— Given text —

=== Section Start ===

S. Afr. J. Commun. Disord. vol.63 no.1 Johannesburg  2016

http://dx.doi.org/10.4102/sajcd.v63i1.130 

ORIGINAL RESEARCH
http://dx.doi.org/10.4102/sajcd.v63i1.130

 

Are South African Speech-Language Therapists adequately equipped to assess English Additional Language (EAL) speakers who are from an indigenous linguistic and cultural background? A profile and exploration of the current situation

 

 

Thandeka MdlaloI; Penelope FlackII; Robin JoubertIII

ISpeech Therapist, Livingstone School, Durban, South Africa
IIDiscipline of Speech Language Pathology, University of KwaZulu-Natal, South Africa
IIIDiscipline of Occupational Therapy, University of KwaZulu-Natal, South Africa

Correspondence

 

 


ABSTRACT

This article presents the results of a survey conducted on Speech-Language Therapists (SLTs) regarding current practices in the assessment of English Additional Language (EAL) speakers in South Africa. It forms part of the rationale for a broader (PhD) study that critiques the use of assessment instruments on EAL speakers from an indigenous linguistic and cultural background. This article discusses an aspect of the broader research and presents the background, method, findings, discussion and implications of the survey. The results of this survey highlight the challenges of human and material resources to, and the dominance of English in, the profession in South Africa. The findings contribute to understanding critical factors for acquiring reliable and valid assessment results with diverse populations, particularly the implications from a cultural and linguistic perspective.


 

 

Background to the research survey

This article presents an aspect of a larger PhD study, the aim of which was to critically evaluate and interrogate the use of language assessment tools, in their current form, within the South African context and to produce guidelines for adaptations to these tools that will better accommodate English Additional Language (EAL) speakers. These guidelines and principles could be used by language professionals to manage the assessment process and interpretation of findings from EAL speakers in a more accurate, appropriate and equitable manner. The term 'EAL speaker' is used here to specifically refer to South African multilinguals who are non-mother tongue speakers of English and are from indigenous language and cultural backgrounds1.

=== Section End ===

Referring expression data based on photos

=== Section Start ===

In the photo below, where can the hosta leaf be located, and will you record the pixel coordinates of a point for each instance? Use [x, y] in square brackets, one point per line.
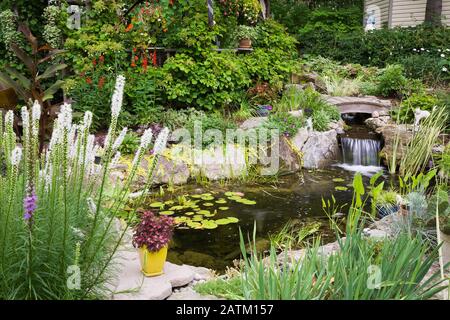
[48, 94]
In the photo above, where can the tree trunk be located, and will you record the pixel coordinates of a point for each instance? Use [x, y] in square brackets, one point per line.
[433, 12]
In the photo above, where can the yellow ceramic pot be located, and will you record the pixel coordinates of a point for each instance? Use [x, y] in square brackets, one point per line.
[152, 263]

=== Section End ===

— What to do —
Please retype the entire excerpt on South African speech-language therapists' assessment of English Additional Language speakers, keeping every word and line unchanged. The records have no connection to the text and stand as separate material.

— Written solution —
S. Afr. J. Commun. Disord. vol.63 no.1 Johannesburg  2016

http://dx.doi.org/10.4102/sajcd.v63i1.130 

ORIGINAL RESEARCH
http://dx.doi.org/10.4102/sajcd.v63i1.130

 

Are South African Speech-Language Therapists adequately equipped to assess English Additional Language (EAL) speakers who are from an indigenous linguistic and cultural background? A profile and exploration of the current situation

 

 

Thandeka MdlaloI; Penelope FlackII; Robin JoubertIII

ISpeech Therapist, Livingstone School, Durban, South Africa
IIDiscipline of Speech Language Pathology, University of KwaZulu-Natal, South Africa
IIIDiscipline of Occupational Therapy, University of KwaZulu-Natal, South Africa

Correspondence

 

 


ABSTRACT

This article presents the results of a survey conducted on Speech-Language Therapists (SLTs) regarding current practices in the assessment of English Additional Language (EAL) speakers in South Africa. It forms part of the rationale for a broader (PhD) study that critiques the use of assessment instruments on EAL speakers from an indigenous linguistic and cultural background. This article discusses an aspect of the broader research and presents the background, method, findings, discussion and implications of the survey. The results of this survey highlight the challenges of human and material resources to, and the dominance of English in, the profession in South Africa. The findings contribute to understanding critical factors for acquiring reliable and valid assessment results with diverse populations, particularly the implications from a cultural and linguistic perspective.


 

 

Background to the research survey

This article presents an aspect of a larger PhD study, the aim of which was to critically evaluate and interrogate the use of language assessment tools, in their current form, within the South African context and to produce guidelines for adaptations to these tools that will better accommodate English Additional Language (EAL) speakers. These guidelines and principles could be used by language professionals to manage the assessment process and interpretation of findings from EAL speakers in a more accurate, appropriate and equitable manner. The term 'EAL speaker' is used here to specifically refer to South African multilinguals who are non-mother tongue speakers of English and are from indigenous language and cultural backgrounds1.